Top of DATA EXCERPTS

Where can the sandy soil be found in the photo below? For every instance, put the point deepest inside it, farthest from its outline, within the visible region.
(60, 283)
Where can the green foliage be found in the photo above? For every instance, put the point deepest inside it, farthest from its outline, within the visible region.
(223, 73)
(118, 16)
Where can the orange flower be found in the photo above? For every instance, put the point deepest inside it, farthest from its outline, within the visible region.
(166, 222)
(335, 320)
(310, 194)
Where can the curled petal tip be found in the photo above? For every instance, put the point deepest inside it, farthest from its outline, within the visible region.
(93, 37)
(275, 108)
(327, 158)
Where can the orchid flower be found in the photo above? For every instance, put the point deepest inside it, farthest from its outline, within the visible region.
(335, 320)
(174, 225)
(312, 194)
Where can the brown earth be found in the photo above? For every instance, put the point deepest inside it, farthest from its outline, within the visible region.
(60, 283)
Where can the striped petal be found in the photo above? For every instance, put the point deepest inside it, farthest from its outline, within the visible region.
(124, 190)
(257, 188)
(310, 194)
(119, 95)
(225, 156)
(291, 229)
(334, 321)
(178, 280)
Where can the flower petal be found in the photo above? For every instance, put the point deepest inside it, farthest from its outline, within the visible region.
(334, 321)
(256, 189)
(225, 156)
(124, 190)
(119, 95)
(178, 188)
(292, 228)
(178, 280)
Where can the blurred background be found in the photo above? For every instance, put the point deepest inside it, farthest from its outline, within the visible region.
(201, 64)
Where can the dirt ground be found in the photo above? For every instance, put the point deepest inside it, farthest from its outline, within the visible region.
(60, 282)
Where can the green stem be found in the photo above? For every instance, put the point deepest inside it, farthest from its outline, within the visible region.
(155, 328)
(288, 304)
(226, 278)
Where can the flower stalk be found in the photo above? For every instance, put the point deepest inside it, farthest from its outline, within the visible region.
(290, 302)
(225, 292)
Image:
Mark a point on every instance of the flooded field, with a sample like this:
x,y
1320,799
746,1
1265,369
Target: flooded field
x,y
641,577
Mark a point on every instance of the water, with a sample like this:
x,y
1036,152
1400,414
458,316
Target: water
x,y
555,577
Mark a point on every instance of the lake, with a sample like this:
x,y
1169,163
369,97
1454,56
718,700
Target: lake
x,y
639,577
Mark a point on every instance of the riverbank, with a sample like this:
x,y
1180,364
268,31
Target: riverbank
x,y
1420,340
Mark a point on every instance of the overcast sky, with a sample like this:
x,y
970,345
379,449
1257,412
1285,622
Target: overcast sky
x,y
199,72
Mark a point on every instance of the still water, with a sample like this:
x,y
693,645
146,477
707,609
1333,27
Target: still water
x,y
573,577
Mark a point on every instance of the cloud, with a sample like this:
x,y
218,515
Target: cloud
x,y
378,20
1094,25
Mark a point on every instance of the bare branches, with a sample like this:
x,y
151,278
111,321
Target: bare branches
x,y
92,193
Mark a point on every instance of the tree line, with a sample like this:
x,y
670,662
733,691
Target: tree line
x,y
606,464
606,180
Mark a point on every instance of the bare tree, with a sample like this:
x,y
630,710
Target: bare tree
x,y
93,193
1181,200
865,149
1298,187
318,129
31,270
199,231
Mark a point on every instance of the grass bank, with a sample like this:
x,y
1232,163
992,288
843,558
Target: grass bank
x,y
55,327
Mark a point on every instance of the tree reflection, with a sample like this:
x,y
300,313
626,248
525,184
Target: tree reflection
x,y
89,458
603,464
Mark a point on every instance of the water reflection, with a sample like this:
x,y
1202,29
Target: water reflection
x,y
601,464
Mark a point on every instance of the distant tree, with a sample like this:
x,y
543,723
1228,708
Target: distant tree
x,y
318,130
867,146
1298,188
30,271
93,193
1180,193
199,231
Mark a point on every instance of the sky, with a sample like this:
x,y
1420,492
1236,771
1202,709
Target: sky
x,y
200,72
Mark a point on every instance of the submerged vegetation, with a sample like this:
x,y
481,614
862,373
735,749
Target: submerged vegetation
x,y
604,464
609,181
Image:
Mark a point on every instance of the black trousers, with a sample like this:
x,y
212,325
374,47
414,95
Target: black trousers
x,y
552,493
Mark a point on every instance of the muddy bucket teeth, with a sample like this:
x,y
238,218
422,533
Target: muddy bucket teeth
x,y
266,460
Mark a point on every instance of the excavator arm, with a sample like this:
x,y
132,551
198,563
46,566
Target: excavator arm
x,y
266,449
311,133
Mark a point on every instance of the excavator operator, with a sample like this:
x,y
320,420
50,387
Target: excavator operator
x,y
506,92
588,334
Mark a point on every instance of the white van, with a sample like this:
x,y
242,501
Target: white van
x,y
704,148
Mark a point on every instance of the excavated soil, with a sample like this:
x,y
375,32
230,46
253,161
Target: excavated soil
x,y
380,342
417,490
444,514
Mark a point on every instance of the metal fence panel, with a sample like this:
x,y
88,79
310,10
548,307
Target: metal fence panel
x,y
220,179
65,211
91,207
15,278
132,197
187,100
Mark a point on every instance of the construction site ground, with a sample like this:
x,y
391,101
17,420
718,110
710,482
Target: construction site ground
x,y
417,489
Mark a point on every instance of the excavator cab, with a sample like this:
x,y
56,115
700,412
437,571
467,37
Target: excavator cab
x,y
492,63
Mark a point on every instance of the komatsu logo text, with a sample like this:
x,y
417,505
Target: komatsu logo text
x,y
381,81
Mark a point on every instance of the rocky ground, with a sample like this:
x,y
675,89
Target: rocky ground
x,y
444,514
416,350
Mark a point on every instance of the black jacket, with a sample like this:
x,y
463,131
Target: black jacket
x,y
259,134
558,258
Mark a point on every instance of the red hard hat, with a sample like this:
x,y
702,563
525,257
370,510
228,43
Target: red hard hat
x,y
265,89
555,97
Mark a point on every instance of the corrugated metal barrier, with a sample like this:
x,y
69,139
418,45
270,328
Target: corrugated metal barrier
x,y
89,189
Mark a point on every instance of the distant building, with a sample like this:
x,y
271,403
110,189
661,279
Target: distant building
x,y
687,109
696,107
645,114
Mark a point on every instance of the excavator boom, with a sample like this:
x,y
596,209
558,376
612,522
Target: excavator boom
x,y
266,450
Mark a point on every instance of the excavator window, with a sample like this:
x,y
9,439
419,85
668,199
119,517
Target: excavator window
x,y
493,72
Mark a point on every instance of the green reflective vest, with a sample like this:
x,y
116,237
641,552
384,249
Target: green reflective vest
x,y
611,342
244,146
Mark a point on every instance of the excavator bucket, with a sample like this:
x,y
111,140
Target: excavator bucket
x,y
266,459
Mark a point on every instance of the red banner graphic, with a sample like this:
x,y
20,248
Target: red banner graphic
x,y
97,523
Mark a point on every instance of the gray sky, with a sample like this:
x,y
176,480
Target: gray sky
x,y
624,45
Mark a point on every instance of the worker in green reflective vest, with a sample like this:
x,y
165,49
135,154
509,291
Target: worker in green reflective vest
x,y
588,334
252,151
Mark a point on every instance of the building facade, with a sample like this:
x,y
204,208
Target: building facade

Bottom of DATA EXCERPTS

Down to the last line, return the data above exactly.

RESPONSE TO THIS EXERCISE:
Where can the sandy soil be found in the photo below? For every instance, put the point deepest inside it, farthest from its outline, within the visible region.
(60, 283)
Where can the green foliage be found in the photo above? For every instance, put the point deepest inside it, farthest from its outline, within the visible region.
(223, 73)
(118, 16)
Where can the orange flower be found in the photo above? For every instance, put the point deepest inside it, farthest from its outline, within the visible region.
(166, 222)
(335, 320)
(310, 194)
Where can the curled petal tip be found in the photo above? For every instance, put the point deepest inside it, farthest from its outline, within the visible region.
(93, 37)
(275, 108)
(327, 158)
Where can the orchid flower be found in the photo above? For every instance, put the point deepest inside it, farthest from its outline, within the visible region.
(335, 320)
(174, 225)
(312, 194)
Where can the brown earth be found in the photo above? For every instance, put the point deepest inside it, farthest from its outline, within the visible region.
(60, 283)
Where can the striped petal be found in the photo above? For every instance, put the point deepest inside it, farthest from its outline, within the visible region.
(124, 190)
(257, 188)
(310, 194)
(119, 95)
(225, 156)
(291, 229)
(334, 321)
(178, 280)
Where can the flower petal be found in the photo above? For every instance, put the point deepest inside it, farthest from its outline, within the visible region.
(334, 321)
(256, 189)
(225, 156)
(124, 190)
(119, 95)
(178, 188)
(292, 228)
(178, 280)
Where can the blurred background be found in the photo above? For every instance, put the point deepest inside it, farthest from its outline, within the visible region.
(201, 64)
Where can the dirt ground be found in the photo above? For every instance, put the point deepest inside it, farthest from its outline, within the visible region.
(60, 282)
Where can the green stem be found in the photo above? For every instance, put the point deepest inside it, farthest from its outline, within the visible region.
(155, 328)
(288, 304)
(226, 278)
Where can the flower stalk be found in the photo above? For every instance, put the point deepest inside it, farthest from its outline, within the visible region.
(290, 302)
(225, 292)
Image:
Mark a point on every instance of the flooded field, with a sample like this:
x,y
1320,799
746,1
1265,369
Target: flooded field
x,y
641,577
Mark a point on every instance of the water, with a sample like this:
x,y
1036,152
1400,414
458,316
Target: water
x,y
555,577
Mark a point on every instance of the lake, with a sample like this:
x,y
1169,163
369,97
1454,56
718,700
Target: lake
x,y
639,577
Mark a point on every instance of the riverbank, with a sample like this:
x,y
1180,364
268,31
Target: riverbank
x,y
1420,340
Mark a point on every instance of the overcast sky, with a sample like this:
x,y
970,345
379,449
1257,412
1285,622
Target: overcast sky
x,y
199,72
Mark a point on every instance of the still water, with a sample like this:
x,y
693,645
146,477
707,609
1333,27
Target: still water
x,y
573,577
Mark a point on every instance of the cloud, with a sample like this:
x,y
218,515
Target: cloud
x,y
378,20
1094,25
Mark a point on every instance of the bare branches, with a sample like this:
x,y
151,278
111,321
Target: bare branches
x,y
92,193
Mark a point on every instance of the tree line, with a sample like this:
x,y
670,662
733,691
Target: tree line
x,y
606,464
606,180
Mark a point on every instance of the bare tree, with a sample like this:
x,y
630,710
Target: bare tree
x,y
93,193
1181,200
865,149
1298,187
318,129
31,270
199,231
Mark a point on every instance of the grass bank, with a sample like this:
x,y
1232,163
992,288
843,558
Target: grass bank
x,y
55,327
Mark a point on every instance of the tree reflection, with a sample like this:
x,y
300,313
626,248
525,184
Target: tree reflection
x,y
89,458
603,464
Mark a point on every instance of the water reflection, with a sample like this:
x,y
1202,29
Target: water reflection
x,y
601,464
Mark a point on every instance of the distant tree, with a sample like this:
x,y
543,723
1228,708
Target: distant tree
x,y
318,130
867,146
1298,188
30,271
93,193
1180,193
199,231
Mark a point on every instance of the sky, with a sample like this:
x,y
1420,492
1236,771
1202,709
Target: sky
x,y
200,72
Mark a point on every instance of the submerged vegetation, with a sample like this:
x,y
481,614
862,373
735,749
Target: submerged vegetation
x,y
604,464
609,181
Image:
Mark a point on every instance of the black trousers, with a sample like this:
x,y
212,325
374,47
414,95
Target: black trousers
x,y
552,493
Mark a point on every instance of the muddy bucket teeth, with a sample like this:
x,y
238,218
422,533
Target: muddy bucket teeth
x,y
266,460
Mark a point on every instance of the excavator arm, with a sample like this:
x,y
132,551
198,563
46,566
Target: excavator arm
x,y
266,449
311,133
Mark a point on every instance of the excavator operator, with a sample like this:
x,y
320,420
50,387
Target: excavator operator
x,y
506,92
588,334
Mark a point on every instance of the white van, with a sample like this:
x,y
242,501
Target: white van
x,y
704,148
Mark a point on every instance of the excavated soil, with a sample like this:
x,y
375,32
230,46
253,161
Target: excavated soil
x,y
380,342
417,490
444,514
Mark a point on every instance of the metal fence panel, with a sample like this:
x,y
88,79
310,10
548,307
Target: metal fence panel
x,y
220,179
65,211
91,207
15,278
132,197
187,100
Mark a point on every instance of the construction site ground, with a sample like this:
x,y
391,101
17,420
718,110
710,482
Target: construction site ground
x,y
417,489
Mark a point on every instance of the excavator cab, with a sample like this:
x,y
56,115
700,412
437,571
467,37
Target: excavator cab
x,y
492,63
Mark a point on every instance of the komatsu logo text, with a sample like this:
x,y
417,505
Target: komatsu logo text
x,y
381,81
Mark a point on every instance of the rocky ground, with a sample like this:
x,y
675,89
Target: rocky ground
x,y
444,514
416,350
Mark a point on every instance of the black jacket, with a sample like this:
x,y
463,131
Target: black jacket
x,y
259,134
558,258
Mark a point on every instance of the red hard hat, with a sample like this:
x,y
702,563
525,257
370,510
228,43
Target: red hard hat
x,y
265,89
555,97
Mark a point on every instance of the corrugated metal barrier, with a sample like this:
x,y
69,139
418,45
270,328
Target: corrugated metal barrier
x,y
89,189
Mark a point on every instance of the distant building, with a sample like this:
x,y
271,403
110,189
661,279
Target: distant building
x,y
687,109
696,107
645,114
Mark a point on every instance of the excavator boom, with a sample like this:
x,y
596,209
558,376
612,522
Target: excavator boom
x,y
266,450
Mark a point on every instance of the excavator window, with a sample like this:
x,y
9,439
419,85
668,199
119,517
Target: excavator window
x,y
493,72
Mark a point on every instance of the green reflective vest, with a sample like this:
x,y
116,237
641,552
384,249
Target: green reflective vest
x,y
611,342
244,146
Mark a point on every instance of the excavator bucket, with a sample like this:
x,y
111,140
Target: excavator bucket
x,y
266,459
Mark a point on every instance of the red banner graphic, with a sample like this:
x,y
20,248
Target: red banner graphic
x,y
97,523
Mark a point on every instance of the gray sky, with a sample like this:
x,y
176,480
Target: gray sky
x,y
624,45
Mark a point on every instance of the worker in green reflective vest, with a sample like this:
x,y
165,49
135,154
509,291
Target: worker in green reflective vest
x,y
588,334
252,151
Mark a point on every instance of the building facade, with a sample like this:
x,y
204,208
Target: building facade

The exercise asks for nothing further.